_Text segment_.
○ ○ ○ ○ ○

Digital estate planning is becoming an increasingly common practice. However, security measures of internet and technology corporations have the potential to disrupt the implementation of a testator’s plans.
A recent news article tells the story of a woman named Anthea Grant, who purchased an iPad for use during two years of cancer treatment.
The device was used primarily for entertainment during chemotherapy sessions and for video communication with Anthea’s sons, Josh and Patrick.
After Anthea’s death, her sons realized that they did not know their mother’s Apple account password. Anthea’s sons are the sole beneficiaries of her Estate. There is no controversy with respect to the sons’ right to possess the device. However, Josh and Patrick have been unable to obtain access to the tablet to see if it contains any relevant information.

○ ○ ○ ○ ○

_What is being asked_. Continue the piece on digital estate planning and the locked iPad, starting after its final sentence.

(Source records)
○ ○ ○ ○ ○

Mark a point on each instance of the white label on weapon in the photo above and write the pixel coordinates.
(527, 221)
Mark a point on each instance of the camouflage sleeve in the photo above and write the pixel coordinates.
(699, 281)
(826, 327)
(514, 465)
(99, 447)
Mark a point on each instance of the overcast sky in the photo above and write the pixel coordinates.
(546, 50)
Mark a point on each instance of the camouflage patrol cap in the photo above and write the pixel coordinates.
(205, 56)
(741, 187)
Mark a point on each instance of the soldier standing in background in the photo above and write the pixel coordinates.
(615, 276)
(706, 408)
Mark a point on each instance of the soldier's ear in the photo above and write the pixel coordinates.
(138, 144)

○ ○ ○ ○ ○

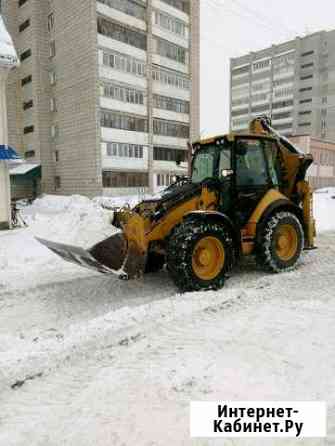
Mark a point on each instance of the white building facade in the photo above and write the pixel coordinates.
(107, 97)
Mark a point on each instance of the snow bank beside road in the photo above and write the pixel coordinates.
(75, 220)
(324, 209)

○ ○ ○ ○ ○

_Reply_.
After providing their mother’s death certificate, a copy of her Last Will and Testament, and a letter from their solicitor, as had earlier been requested, Apple is now asking for Anthea’s written instructions that Josh and Patrick are authorized to access her account. As this is no longer an option, Apple recommends that the brothers obtain a court order to prove that Anthea was the owner of the iPad and Apple account, citing the American Electronic Communications Privacy Act as its rationale in denying access.
While Anthea’s sons do not wish to incur the legal fees necessary to obtain a court order for the release of the Apple account information, they wonder if the iPad contains any digital assets of any financial or sentimental value.
A digital estate plan frequently facilitates access to computer accounts, with a list of all accounts and login information. Had Anthea created a digital estate plan, including such information, this issue would not likely have emerged. Nevertheless, legislation in Canada and elsewhere remains an outdated barrier that should be amended to address the prevalence of digital assets in estate planning and administration.